• _TEXT_
——

Rio 2016 Kulturprogramm: Chor der Obdachlosen begeistert Passanten

Mit weißen T-Shirts auf denen “Uma Só Voz“ aufgedruckt ist, stehen etwa hundert Männer und Frauen aufgereiht neben- und hintereinander. Sie überraschen derzeit die Besucher Rio de Janeiros an verschiedenen Plätzen mit Gesang. Der Chor ist aber noch aus einem anderen Grund eine Besonderheit. Seine Mitglieder sind Bewohner der Straße, Obdachlose, die mit dem Projekt “WithOneVoice“ vereint wurden.

Chor "Uma Só Voz" - Foto: Paulo Virgilio/Agência Brasil
Chor „Uma Só Voz“ – Foto: Paulo Virgilio/Agência Brasil

Zu verdanken ist das Projekt der Olympiade. Denn gegründet wurde es von der Nichtregierungsorganisation “Streetwise Opera“ während der Olympiade in London 2012. Es war das erste Projekt, das auf diese Art mit dem Kulturprogramm der olympischen Spiele versucht hat, die Obdachlose Bevölkerung einzubinden.

Jetzt ist es nach Brasilien gekommen und begeistert dort nicht nur die Menschen, die auf der Straße leben, sondern auch die Passanten. Seine Premiere hat der Chor der einen Stimme am Museu do Amanhã, dem Museum von Morgen, in der neu gestalteten Hafenregion Rio de Janeiros.

——

• _AUFGABENSTELLUNG A_
Welche Organisation hat laut dem Text über den Chor der Obdachlosen das Projekt gegründet?
Der Text und die Einträge sind voneinander unabhängiges Material.

(Gesammelte Daten)
——

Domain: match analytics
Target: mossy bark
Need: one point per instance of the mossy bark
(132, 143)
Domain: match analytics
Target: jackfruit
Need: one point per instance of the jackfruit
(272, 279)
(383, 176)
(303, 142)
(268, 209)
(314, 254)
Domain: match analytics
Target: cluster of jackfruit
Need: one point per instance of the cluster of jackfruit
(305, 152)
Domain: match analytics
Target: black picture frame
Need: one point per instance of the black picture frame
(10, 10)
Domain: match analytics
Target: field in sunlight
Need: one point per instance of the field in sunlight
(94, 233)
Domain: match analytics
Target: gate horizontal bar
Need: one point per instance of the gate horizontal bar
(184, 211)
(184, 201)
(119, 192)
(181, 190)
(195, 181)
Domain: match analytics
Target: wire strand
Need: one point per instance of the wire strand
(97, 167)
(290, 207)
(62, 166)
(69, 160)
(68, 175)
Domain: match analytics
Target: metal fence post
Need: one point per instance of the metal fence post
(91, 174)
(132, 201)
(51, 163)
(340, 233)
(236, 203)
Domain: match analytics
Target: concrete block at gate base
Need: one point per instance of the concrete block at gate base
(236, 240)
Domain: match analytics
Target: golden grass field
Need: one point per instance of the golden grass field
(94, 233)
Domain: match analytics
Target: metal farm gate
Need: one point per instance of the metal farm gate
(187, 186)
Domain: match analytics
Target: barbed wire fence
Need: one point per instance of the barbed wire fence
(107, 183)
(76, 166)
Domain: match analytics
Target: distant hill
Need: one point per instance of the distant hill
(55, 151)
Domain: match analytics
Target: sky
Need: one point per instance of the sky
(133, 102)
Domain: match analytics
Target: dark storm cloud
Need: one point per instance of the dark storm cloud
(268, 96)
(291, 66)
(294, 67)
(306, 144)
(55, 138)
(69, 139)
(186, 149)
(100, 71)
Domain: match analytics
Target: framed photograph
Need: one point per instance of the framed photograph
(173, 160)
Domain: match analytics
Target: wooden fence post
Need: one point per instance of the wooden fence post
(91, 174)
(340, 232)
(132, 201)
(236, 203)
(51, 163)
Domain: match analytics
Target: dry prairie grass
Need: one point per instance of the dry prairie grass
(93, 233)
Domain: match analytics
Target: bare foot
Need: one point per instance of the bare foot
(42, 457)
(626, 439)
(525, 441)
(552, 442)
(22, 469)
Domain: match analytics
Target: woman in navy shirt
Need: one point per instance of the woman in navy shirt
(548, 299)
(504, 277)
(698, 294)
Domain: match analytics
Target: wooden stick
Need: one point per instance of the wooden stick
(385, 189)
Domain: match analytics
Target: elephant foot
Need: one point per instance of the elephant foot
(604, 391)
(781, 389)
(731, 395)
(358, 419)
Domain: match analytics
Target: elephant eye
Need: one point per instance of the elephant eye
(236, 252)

——

• _AUFGABENSTELLUNG B_
Ermittle, in wie vielen Zeilen der Einträge die Zeichenfolge „picture“ vorkommt, und gib nur die Zahl an. Dabei zählt die Groß- und Kleinschreibung.

• _ERGEBNIS A_
Die Nichtregierungsorganisation „Streetwise Opera“.

• _ERGEBNIS B_
2